■ **The request**
Rewrite the items starting at the line containing "Where in the photo above do you see the ripped" and ending at the line containing "[465,617,498,634]", changing "ripped jeans" to "torn jeans" and leaving everything else as it is.

Region annotation entries
..............................

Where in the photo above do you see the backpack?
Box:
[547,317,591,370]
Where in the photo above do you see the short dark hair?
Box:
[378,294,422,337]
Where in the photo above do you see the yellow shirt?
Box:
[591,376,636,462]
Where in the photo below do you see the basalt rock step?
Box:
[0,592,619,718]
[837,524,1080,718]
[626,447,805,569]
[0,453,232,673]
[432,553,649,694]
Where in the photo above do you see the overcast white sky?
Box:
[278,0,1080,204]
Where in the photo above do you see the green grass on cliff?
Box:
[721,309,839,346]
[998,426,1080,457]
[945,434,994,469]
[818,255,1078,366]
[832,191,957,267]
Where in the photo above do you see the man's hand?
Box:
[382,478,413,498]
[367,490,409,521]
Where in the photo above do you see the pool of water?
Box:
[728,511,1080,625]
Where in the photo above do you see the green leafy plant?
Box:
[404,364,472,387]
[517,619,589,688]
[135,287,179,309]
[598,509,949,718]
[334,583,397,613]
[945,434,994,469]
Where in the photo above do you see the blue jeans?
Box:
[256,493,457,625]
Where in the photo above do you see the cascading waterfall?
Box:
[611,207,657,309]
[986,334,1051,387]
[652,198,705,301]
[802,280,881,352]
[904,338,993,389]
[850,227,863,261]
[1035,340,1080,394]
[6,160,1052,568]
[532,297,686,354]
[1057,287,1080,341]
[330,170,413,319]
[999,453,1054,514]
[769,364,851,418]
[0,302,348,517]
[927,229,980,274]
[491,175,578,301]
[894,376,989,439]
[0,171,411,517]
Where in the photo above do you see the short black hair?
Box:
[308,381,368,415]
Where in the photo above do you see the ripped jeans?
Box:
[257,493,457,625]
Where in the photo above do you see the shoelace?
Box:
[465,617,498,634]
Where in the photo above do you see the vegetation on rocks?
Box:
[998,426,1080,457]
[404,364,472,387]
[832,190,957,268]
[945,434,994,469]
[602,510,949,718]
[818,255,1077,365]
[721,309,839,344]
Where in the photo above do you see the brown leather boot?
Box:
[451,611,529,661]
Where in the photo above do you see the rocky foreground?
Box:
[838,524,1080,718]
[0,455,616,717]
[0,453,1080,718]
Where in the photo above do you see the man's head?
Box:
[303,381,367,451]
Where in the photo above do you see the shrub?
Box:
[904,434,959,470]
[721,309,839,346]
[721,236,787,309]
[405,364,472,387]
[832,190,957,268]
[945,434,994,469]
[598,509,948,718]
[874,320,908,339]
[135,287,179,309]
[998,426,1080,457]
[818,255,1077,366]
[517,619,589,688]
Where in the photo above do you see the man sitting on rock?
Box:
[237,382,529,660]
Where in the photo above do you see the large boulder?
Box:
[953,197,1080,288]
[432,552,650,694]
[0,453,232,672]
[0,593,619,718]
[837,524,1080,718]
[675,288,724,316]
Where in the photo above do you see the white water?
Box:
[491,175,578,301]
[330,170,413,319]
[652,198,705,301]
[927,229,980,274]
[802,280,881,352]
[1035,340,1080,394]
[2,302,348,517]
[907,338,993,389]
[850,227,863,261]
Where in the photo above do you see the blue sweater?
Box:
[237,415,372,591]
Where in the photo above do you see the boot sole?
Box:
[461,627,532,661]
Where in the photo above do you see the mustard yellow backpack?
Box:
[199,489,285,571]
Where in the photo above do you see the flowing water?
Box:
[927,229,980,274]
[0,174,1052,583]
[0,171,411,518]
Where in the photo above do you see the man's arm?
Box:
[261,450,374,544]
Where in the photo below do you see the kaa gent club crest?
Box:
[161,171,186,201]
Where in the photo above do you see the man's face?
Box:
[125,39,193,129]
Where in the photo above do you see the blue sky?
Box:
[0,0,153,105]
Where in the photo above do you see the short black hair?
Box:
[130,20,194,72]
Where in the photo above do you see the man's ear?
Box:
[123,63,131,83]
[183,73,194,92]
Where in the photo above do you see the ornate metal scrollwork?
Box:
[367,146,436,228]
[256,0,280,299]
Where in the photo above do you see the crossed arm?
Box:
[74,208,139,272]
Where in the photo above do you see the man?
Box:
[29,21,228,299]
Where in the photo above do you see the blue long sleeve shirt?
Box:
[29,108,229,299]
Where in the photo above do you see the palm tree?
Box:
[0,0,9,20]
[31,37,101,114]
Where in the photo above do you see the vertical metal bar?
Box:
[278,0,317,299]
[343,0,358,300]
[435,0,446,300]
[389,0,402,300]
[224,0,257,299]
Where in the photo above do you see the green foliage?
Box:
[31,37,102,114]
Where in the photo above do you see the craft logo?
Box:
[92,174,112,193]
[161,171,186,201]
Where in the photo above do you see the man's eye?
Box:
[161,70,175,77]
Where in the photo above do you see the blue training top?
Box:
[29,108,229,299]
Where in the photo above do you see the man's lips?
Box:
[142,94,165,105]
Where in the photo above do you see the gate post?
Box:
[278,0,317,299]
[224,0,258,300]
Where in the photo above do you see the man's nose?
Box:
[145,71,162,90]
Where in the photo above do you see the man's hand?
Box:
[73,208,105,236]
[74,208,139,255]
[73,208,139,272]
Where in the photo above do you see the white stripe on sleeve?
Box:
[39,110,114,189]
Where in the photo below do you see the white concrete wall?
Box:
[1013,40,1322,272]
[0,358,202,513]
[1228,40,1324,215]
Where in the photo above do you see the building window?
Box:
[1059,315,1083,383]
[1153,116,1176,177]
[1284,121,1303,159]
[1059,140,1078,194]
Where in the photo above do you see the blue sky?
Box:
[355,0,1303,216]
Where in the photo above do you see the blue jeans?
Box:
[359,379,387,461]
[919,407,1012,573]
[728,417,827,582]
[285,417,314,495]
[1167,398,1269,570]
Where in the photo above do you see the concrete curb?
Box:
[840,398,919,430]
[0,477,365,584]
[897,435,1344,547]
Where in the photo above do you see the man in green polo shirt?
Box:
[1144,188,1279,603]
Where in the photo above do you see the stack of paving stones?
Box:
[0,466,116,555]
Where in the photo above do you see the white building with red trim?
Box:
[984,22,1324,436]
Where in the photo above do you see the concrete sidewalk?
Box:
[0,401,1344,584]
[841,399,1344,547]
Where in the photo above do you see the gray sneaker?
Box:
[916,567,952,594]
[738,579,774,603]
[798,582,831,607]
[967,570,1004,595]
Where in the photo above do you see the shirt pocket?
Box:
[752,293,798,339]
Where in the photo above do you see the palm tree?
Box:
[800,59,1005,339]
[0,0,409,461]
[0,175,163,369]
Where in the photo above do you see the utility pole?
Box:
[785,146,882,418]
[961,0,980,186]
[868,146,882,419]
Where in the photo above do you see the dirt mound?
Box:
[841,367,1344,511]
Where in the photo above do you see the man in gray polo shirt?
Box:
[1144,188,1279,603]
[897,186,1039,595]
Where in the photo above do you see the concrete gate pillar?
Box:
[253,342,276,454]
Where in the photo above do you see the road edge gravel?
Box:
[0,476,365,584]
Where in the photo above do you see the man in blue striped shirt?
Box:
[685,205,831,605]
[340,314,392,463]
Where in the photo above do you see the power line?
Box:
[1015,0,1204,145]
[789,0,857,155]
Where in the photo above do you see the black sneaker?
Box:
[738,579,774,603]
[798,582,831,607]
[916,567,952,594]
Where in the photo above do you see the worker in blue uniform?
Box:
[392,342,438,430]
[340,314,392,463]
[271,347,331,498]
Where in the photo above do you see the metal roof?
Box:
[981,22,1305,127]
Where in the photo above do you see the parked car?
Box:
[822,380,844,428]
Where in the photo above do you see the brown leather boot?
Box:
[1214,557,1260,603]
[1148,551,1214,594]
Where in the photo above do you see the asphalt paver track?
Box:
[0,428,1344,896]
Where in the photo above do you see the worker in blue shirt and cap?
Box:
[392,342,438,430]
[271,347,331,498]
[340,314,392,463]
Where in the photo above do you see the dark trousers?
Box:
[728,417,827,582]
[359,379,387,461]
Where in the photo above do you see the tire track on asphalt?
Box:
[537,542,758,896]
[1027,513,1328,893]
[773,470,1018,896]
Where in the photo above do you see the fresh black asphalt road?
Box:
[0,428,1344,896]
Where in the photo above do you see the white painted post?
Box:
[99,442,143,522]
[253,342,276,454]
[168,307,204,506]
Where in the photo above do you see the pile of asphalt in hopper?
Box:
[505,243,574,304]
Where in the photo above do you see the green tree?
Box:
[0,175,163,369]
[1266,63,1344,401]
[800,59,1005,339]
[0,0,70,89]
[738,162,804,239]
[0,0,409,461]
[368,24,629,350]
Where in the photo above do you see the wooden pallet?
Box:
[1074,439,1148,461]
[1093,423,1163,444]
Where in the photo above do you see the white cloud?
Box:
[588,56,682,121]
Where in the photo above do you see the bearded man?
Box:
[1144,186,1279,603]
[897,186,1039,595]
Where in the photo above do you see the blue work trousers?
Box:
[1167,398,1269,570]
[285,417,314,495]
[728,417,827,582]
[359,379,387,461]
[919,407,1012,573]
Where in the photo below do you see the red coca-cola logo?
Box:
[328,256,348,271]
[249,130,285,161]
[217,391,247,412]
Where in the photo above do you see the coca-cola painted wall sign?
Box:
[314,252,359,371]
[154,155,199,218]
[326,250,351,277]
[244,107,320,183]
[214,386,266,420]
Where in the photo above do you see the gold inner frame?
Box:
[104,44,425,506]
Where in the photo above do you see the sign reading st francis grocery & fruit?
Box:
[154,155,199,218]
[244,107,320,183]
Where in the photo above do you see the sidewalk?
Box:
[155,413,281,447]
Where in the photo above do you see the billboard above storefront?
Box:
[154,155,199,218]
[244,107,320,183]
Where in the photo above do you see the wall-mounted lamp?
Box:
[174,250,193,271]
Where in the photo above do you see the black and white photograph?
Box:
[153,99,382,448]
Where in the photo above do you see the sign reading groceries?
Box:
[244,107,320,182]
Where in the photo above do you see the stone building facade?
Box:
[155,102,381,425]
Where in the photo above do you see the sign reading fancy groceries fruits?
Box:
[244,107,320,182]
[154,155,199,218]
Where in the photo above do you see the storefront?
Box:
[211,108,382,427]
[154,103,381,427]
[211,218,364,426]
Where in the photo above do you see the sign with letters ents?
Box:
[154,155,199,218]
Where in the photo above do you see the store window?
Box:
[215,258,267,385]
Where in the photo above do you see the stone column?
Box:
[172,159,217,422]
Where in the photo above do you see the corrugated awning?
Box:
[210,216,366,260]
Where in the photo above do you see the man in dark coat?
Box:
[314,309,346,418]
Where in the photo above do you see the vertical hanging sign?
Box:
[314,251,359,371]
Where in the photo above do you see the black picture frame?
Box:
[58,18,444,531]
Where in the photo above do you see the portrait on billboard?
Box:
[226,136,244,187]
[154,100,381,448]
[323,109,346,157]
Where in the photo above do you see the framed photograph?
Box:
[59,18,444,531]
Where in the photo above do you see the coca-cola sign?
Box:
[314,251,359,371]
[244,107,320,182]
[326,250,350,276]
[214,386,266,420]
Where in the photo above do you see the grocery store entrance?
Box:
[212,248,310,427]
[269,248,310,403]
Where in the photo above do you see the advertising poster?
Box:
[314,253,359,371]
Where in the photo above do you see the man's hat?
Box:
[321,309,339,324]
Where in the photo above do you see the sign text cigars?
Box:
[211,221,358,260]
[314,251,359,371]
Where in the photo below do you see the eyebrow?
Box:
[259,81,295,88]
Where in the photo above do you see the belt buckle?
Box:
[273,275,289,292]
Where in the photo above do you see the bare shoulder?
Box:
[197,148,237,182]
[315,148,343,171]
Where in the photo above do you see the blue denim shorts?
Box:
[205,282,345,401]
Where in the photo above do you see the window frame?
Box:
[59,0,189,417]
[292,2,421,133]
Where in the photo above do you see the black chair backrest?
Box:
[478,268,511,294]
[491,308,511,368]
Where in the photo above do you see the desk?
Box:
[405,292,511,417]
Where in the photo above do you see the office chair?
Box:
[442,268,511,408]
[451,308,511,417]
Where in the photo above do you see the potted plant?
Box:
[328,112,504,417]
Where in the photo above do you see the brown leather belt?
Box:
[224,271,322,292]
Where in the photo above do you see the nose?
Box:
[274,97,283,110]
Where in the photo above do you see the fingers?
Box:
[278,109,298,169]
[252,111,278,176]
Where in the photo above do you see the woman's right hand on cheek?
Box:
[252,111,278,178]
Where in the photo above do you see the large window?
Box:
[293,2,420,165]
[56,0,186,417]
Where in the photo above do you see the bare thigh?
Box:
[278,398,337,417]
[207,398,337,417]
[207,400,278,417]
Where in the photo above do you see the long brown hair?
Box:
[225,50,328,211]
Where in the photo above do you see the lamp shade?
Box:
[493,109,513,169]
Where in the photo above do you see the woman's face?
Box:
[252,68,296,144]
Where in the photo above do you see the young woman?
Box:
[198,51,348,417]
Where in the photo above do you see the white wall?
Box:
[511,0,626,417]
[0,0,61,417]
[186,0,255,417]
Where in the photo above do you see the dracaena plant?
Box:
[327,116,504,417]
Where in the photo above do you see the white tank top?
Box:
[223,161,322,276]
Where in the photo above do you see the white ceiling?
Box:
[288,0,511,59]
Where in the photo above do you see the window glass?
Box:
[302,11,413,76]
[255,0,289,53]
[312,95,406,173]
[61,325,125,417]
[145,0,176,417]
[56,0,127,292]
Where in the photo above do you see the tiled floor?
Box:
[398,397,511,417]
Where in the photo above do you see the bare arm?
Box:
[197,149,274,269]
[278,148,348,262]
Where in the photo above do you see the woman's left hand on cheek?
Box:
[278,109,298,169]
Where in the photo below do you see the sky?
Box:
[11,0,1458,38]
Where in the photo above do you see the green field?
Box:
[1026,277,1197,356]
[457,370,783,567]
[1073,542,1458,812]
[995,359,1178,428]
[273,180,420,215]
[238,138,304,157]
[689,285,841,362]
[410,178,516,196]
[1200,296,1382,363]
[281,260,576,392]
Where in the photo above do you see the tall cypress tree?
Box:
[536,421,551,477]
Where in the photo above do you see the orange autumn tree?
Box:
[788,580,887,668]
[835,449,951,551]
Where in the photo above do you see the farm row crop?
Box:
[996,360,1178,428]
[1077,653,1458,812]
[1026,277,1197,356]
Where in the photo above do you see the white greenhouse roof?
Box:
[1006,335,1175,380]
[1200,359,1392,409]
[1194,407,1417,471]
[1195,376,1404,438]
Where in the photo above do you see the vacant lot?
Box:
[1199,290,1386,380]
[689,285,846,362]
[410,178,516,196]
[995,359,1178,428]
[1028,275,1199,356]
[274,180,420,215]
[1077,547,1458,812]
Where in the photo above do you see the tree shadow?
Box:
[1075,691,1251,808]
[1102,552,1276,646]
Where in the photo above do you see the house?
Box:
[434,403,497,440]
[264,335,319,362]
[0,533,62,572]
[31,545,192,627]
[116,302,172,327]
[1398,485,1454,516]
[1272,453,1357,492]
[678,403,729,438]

..............................

■ **Output of the task**
Where in the photo above do you see the torn jeans?
Box:
[257,493,457,625]
Where in the photo above do you see the shoelace?
Box:
[465,617,498,634]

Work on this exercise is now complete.